誌面に入りきらなかったインタビューをご紹介します。

米澤先生インタビュー

――ミステリーを書く文章力というものはありますか。

米澤先生:文章力は作家にとって筋力のようなものです。走り幅跳びをするのでもマラソンをするのでも、筋力は必要です。
最終的にはアメフトに適した筋肉や、水泳に適した筋肉を身につけることになるでしょうが、まずは基礎体力をつけなければ土俵には上がれません。文章をミステリーに特化させていこうとするよりも、言いたいことを的確に伝えられるわかりやすい文章を書けるようになることが先決です。

――現代のミステリーでは、動機が重要でしょうか。

米澤先生:犯人には犯人なりの切実な理由があるはずですから、動機は重要だというのが基本です。ですが現代では、それを敢えて軽視することで乾いた味わいを出そうとするミステリーもよく書かれています。
理由のない殺人であるとか、奇妙な動機であるとか、余人には理解しがたい動機をクローズアップしたサイコサスペンスであるとか、あるいは動機しかないホワイダニット(Why done it)などなど、さまざまなバリアント(変種)があります。

――初めてミステリーを書く人が注意したほうがいいことはありますか。

米澤先生:たとえば、母屋と離れがあって、離れに行ったときに、思わずかっとなって人を殺してしまったとしましょう。
「どうしよう? このままでは足跡が残ってしまう。そうだ!」となって、竹馬に乗って離れた飛び石を伝って帰るというトリックを考えたとします。
しかし、その竹馬はどこにあったんだということになりますよね。
母屋から持ってきたとしたら、離れに行く前の段階で、これから殺人が起きて竹馬で帰ることがわかっていたということになってしまいます。順番が逆です。

――なるほど、その場合は計画殺人でないとおかしいことになりますね。

米澤先生:もしも竹馬を持っていかなければならないのなら、何か理由を作らないといけません。
---------------
# [指示と条件]
上の抜粋本文のうち、「米澤先生:文章力は作家にとっ」から「殺してしまったとしましょう。」までの部分を、一字一句変えずに書き写してください。 この後に続く行は、参照する必要がありません。

# [表示情報]
---------------
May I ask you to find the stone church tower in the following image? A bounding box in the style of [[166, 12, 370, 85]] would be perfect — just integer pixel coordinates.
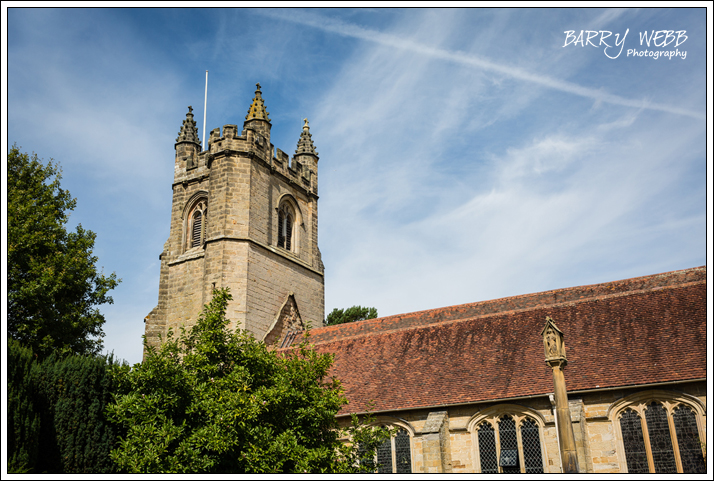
[[144, 84, 325, 352]]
---------------
# [解答]
米澤先生:文章力は作家にとって筋力のようなものです。走り幅跳びをするのでもマラソンをするのでも、筋力は必要です。
最終的にはアメフトに適した筋肉や、水泳に適した筋肉を身につけることになるでしょうが、まずは基礎体力をつけなければ土俵には上がれません。文章をミステリーに特化させていこうとするよりも、言いたいことを的確に伝えられるわかりやすい文章を書けるようになることが先決です。

――現代のミステリーでは、動機が重要でしょうか。

米澤先生:犯人には犯人なりの切実な理由があるはずですから、動機は重要だというのが基本です。ですが現代では、それを敢えて軽視することで乾いた味わいを出そうとするミステリーもよく書かれています。
理由のない殺人であるとか、奇妙な動機であるとか、余人には理解しがたい動機をクローズアップしたサイコサスペンスであるとか、あるいは動機しかないホワイダニット(Why done it)などなど、さまざまなバリアント(変種)があります。

――初めてミステリーを書く人が注意したほうがいいことはありますか。

米澤先生:たとえば、母屋と離れがあって、離れに行ったときに、思わずかっとなって人を殺してしまったとしましょう。